───── DOCUMENT SEGMENT
His knuckleball proved impossible for Ryan Lavarnway to catch, leading to four passed balls in the first inning to go with two walks, a hit and three earned runs. Manager John Farrell ended Wright’s night after one inning, saying the fact that it was the first time Wright pitched in an indoor stadium contributed to the lack of control.
Peter Gammons joined Toucher & Rich on Wednesday morning and said that explanation does have merit.
“This was his first game indoors. I buy that,” Gammons said. “He throws his knuckler much harder than almost any other knuckleballer. He still throws his fastball 86-88 miles per hour, and his knuckleball can be up at around 80, 81, which is extremely fast. … Tim Wakefield was really good at controlling his knuckler in doors … but he had some practice doing it. Wright had not.
“Wright is very much a work in progress. This is a guy that I think a year from now will be really good, because he has so much break and so much velocity on his knuckler. But I think you gotta go through some really ugly times.”
The comparisons to Wakefield are inevitable for Wright, though it’s clear they’re vastly different pitchers. Nevertheless, Gammons said Wright can learn a lot from the way Wakefield handled his career.
“One of the great things about Tim Wakefield was that he was so patient. You have to be so patient,” Gammons said. “You have to go, ‘Sometimes the ball is going to end up in the Monster seats.’ But he would hang in there and keep trying and give you innings. I think that’s eventually what Wright may be able to do for them, is be a four or five starter who throws 220 innings and saves other pitchers. And if a team is good enough offensively, and they can score five or six runs a game, If he pitches seven innings and gives up four runs, he gives them a chance to win.”
──────────
YOUR OBJECTIVE –
Pick up the article about Wright's knuckleball right after its last sentence and keep it going.
───── SUPPLIED MATERIAL
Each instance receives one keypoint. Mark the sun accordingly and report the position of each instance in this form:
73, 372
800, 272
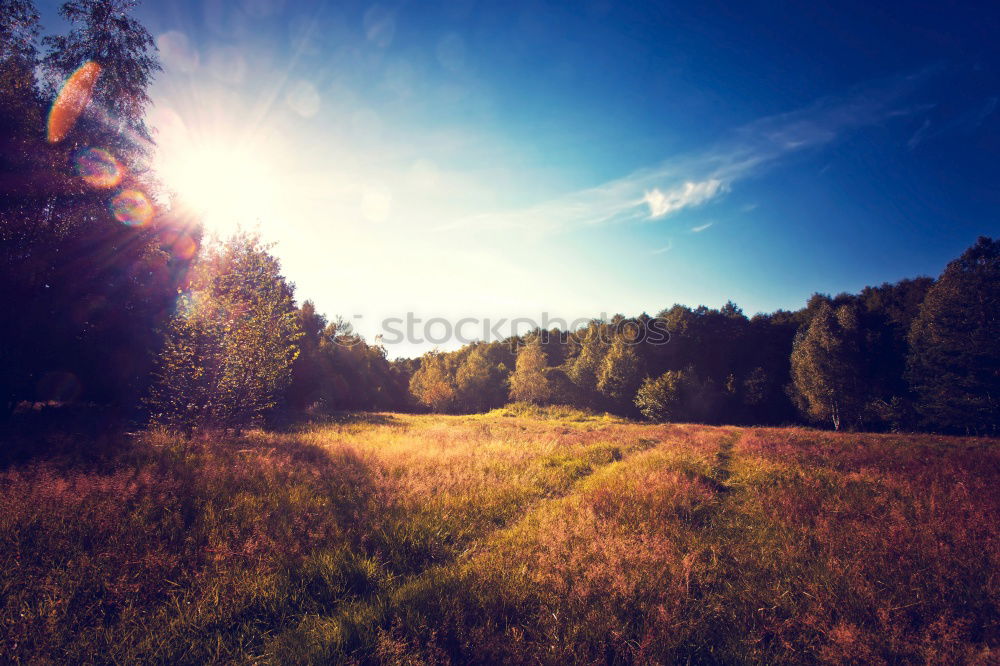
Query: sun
226, 183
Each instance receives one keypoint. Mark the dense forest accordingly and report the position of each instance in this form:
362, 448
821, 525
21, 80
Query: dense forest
119, 310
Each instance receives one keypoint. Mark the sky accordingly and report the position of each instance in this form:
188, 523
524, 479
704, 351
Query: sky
568, 160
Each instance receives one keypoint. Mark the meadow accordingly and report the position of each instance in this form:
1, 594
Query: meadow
519, 536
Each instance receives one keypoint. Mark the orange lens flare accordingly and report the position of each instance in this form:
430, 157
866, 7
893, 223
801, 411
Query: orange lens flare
72, 100
98, 168
131, 207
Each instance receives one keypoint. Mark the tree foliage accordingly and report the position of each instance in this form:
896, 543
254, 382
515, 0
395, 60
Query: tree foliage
825, 367
954, 363
229, 354
529, 382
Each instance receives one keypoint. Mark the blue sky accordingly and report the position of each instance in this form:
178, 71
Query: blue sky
493, 159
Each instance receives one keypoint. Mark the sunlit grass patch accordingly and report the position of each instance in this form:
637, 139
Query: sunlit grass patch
409, 538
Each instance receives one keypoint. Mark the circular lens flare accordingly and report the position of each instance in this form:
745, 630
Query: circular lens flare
98, 168
131, 207
72, 100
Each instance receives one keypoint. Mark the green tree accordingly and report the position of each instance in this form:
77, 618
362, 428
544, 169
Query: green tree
826, 377
231, 349
618, 377
584, 368
478, 382
678, 395
528, 382
660, 398
954, 361
432, 384
105, 32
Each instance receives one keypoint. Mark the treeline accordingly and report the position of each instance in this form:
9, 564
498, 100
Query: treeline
915, 354
113, 302
114, 308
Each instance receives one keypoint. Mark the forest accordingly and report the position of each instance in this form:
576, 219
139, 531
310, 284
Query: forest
197, 466
121, 313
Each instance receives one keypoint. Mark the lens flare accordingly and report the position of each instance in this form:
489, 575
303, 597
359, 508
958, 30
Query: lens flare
179, 243
72, 100
131, 207
98, 168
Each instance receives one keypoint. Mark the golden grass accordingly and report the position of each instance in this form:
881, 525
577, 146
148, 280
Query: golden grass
518, 536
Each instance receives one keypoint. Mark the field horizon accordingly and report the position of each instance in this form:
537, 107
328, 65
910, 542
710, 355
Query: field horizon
524, 535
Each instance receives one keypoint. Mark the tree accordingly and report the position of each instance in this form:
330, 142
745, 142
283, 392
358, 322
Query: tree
92, 293
678, 395
228, 356
432, 384
584, 368
105, 33
619, 377
529, 383
825, 366
954, 361
660, 398
479, 383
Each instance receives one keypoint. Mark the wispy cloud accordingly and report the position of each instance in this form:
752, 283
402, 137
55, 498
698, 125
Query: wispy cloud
695, 178
918, 136
689, 194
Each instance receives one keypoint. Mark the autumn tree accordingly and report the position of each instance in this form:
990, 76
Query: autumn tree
229, 352
954, 362
432, 384
825, 366
478, 382
584, 368
619, 375
529, 382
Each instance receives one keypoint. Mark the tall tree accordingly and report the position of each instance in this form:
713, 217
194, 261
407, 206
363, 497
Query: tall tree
529, 383
478, 382
105, 32
234, 341
954, 363
432, 384
619, 376
825, 366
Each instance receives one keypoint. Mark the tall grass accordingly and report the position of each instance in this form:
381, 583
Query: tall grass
514, 536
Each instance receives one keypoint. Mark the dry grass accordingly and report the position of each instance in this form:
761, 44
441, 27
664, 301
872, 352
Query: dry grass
549, 537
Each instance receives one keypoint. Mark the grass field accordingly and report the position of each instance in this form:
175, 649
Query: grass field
517, 536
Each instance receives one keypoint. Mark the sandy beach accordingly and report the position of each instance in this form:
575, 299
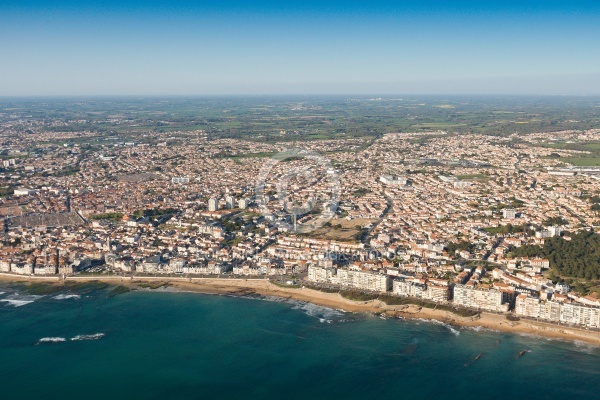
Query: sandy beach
334, 300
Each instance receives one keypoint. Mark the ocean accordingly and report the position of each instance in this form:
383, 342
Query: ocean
169, 345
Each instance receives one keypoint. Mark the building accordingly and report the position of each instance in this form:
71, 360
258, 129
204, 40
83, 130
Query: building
364, 280
481, 298
321, 274
566, 313
509, 213
213, 204
408, 288
23, 192
180, 179
393, 181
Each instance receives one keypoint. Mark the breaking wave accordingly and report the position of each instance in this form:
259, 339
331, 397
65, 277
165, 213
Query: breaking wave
16, 300
323, 314
66, 296
95, 336
51, 340
452, 329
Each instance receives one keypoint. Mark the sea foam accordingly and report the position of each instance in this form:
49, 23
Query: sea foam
51, 340
95, 336
16, 300
66, 296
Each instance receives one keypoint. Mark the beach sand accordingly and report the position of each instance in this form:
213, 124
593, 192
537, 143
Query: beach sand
240, 286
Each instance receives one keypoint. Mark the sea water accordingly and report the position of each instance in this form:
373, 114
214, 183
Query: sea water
165, 345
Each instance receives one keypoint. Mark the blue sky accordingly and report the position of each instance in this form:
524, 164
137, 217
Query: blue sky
157, 47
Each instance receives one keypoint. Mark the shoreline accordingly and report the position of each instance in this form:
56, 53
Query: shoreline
241, 286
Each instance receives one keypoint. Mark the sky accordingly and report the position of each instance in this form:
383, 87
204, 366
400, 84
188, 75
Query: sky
158, 47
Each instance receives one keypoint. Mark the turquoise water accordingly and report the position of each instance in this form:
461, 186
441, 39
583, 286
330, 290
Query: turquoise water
190, 346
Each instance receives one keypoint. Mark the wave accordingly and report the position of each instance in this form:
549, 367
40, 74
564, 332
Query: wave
585, 347
324, 314
16, 300
95, 336
313, 310
451, 328
51, 340
63, 296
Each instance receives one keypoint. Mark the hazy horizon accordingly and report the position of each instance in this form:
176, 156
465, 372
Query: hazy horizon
158, 48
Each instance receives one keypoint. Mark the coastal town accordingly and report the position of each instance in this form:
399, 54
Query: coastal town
434, 216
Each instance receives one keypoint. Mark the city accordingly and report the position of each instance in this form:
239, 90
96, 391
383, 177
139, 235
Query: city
449, 218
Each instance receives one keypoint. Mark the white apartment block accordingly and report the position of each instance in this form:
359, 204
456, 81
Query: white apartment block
407, 288
320, 274
364, 280
484, 299
567, 313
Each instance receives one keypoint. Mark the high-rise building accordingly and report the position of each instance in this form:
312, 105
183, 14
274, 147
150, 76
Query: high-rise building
213, 204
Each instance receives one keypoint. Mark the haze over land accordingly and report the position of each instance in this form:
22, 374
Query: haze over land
311, 47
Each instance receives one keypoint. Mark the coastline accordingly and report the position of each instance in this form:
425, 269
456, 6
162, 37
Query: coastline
241, 286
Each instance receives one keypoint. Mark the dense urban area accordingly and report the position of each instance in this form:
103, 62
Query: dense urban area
464, 203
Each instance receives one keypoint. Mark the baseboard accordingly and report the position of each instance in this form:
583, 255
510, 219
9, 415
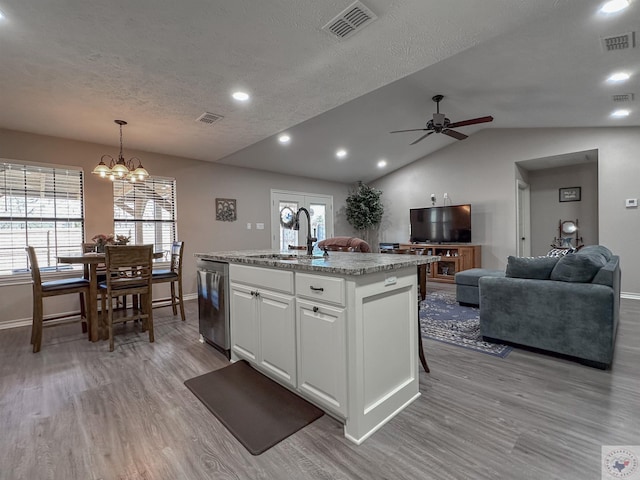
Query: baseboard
26, 322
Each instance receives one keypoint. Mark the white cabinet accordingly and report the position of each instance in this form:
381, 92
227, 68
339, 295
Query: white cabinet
277, 335
347, 343
322, 362
263, 324
244, 332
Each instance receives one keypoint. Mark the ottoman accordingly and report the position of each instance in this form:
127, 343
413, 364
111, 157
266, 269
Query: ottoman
467, 292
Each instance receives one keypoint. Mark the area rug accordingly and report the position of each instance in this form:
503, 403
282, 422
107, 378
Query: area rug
255, 409
442, 319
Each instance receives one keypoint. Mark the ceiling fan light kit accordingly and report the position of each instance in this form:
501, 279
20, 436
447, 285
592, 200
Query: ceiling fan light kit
441, 124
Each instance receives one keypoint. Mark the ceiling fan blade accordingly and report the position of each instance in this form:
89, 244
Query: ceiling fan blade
413, 130
454, 134
421, 138
471, 121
──────────
OUTPUT OF THE EXERCISE –
Gammons was also asked about Jacoby Ellsbury, who hit two homers in a game the Red Sox eventually won 15-10. Jon Wallach asked if Ellsbury is raising his play late in the season so that he may cash in with a mega-contract in the offseason.
“I don’t think he’s sitting there going, ‘I better call Scott Boras and find out what I’m worth today,’ or, ‘Oh I hit two home runs, what am I worth today?’ I just don’t think that’s in his makeup,” Gammons said.
Gammons also said that if Mike Napoli’s struggles continue, the Red Sox will likely make some changes in September, when Xander Bogaerts and Will Middlebrooks will likely be on the team due to the expanded roster.
“If Middlebrooks gets hot again against left-handed pitching, which he was for a couple of months last year, is that all of a sudden going to tempt them to put Middlebrooks in the lineup against lefties?” Gammons pondered.